Extract provided |
At the Virginia school of political economy, an important constellation of libertarian ideas developed in dialogue with antidemocratic projects of the Jim Crow South.

MacLean traces the transit of this school of thought from the academic work of economist James M. Buchanan to political power by way of Charles Koch’s influence. Her meticulous research in forty-two archival collections—including Buchanan’s own papers—is indispensable reading. For historians, it adds a critical storyline to the complex and multi-causal conservative counterrevolution. For anyone disoriented by the unrelenting assaults on political institutions, it illuminates a massively leveraged ideology that embraces this outcome as a positive good.

MacLean’s is the first full-length historical narrative to ground Buchanan’s Virginia School of political economy, which ranks alongside better-known neoliberal schools of thought like the Chicago School—think Milton Friedman—and its cosmopolitan progenitor, the Austrian School grounded by F.A. Hayek and Ludwig von Mises. The Virginia School followed Buchanan—first at the University of Virginia, then Virginia Polytechnic, and finally George Mason University—and MacLean shows how this important constellation of libertarian ideas developed in dialogue with antidemocratic projects of the Jim Crow South. MacLean’s illuminating book therefore belongs on the growing shelf of works that clothe the neoliberal intellectual apparatus in three-dimensional historical specificity, books like S.M. Amadae’s Rationalizing Capitalist Democracy (blurbed by Buchanan himself) and Prisoners of Reason; Melinda Cooper’s Family Values; Donald MacKenzie’s An Engine, Not a Camera; Philip Mirowski’s Machine Dreams and Never Let a Serious Crisis Go to Waste; and Jamie Peck’s Constructions of Neoliberal Reason.

MacLean’s first chapters recontextualize the Virginia School’s signature theories: public choice, which uses economic tools to address political decision-making; and constitutional economics, which applies economic tools to constitutional matters. Later chapters relate the “eventual merger of Koch’s money and managerial talent and the Buchanan team’s decades of work monomaniacally identifying how the populace became more powerful than the propertied.” The recent “shock-and-awe”-style state legislative assaults on everything from education to voting rights, MacLean argues, are not isolated spasms of authentic populist anger against government. This is rather an organized project of “dismantling the state step by step,” as one Koch-backed intellectual explains, “privatizing one function after the other, selling each move as justified for its own sake rather than waiting until the majority of the population is convinced of the case for a libertarian utopia.”

Information supplied |

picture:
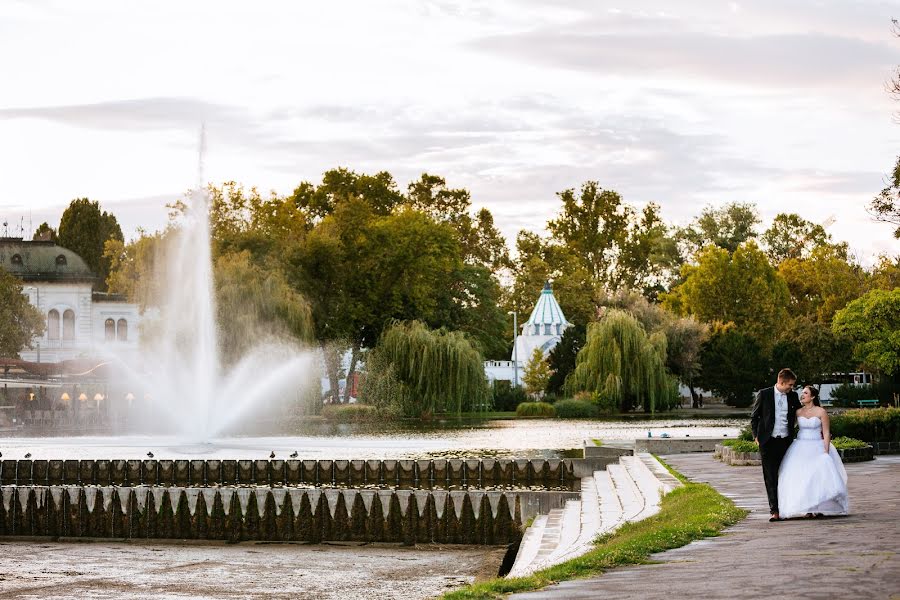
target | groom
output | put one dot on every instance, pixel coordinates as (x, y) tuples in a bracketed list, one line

Given problem A | From the review of MacLean's book, extract the passage starting with "MacLean traces the" and going on through "a positive good.".
Given problem B | Using the review of MacLean's book, decide whether each statement agrees with it, answering yes or no and quoting the words that settle it: (i) MacLean's research drew on forty-two archival collections, among them Buchanan's own papers. (ii) The Virginia School moved with Buchanan from George Mason University to the University of Virginia. (iii) MacLean argues that the recent state legislative assaults are isolated spasms of authentic populist anger against government.
Rely only on the review of MacLean's book when working through the lines.

Task solution A |
MacLean traces the transit of this school of thought from the academic work of economist James M. Buchanan to political power by way of Charles Koch’s influence. Her meticulous research in forty-two archival collections—including Buchanan’s own papers—is indispensable reading. For historians, it adds a critical storyline to the complex and multi-causal conservative counterrevolution. For anyone disoriented by the unrelenting assaults on political institutions, it illuminates a massively leveraged ideology that embraces this outcome as a positive good.

Task solution B |
(i) Yes: "Her meticulous research in forty-two archival collections—including Buchanan’s own papers—is indispensable reading."
(ii) No: "first at the University of Virginia, then Virginia Polytechnic, and finally George Mason University"
(iii) No: "are not isolated spasms of authentic populist anger against government"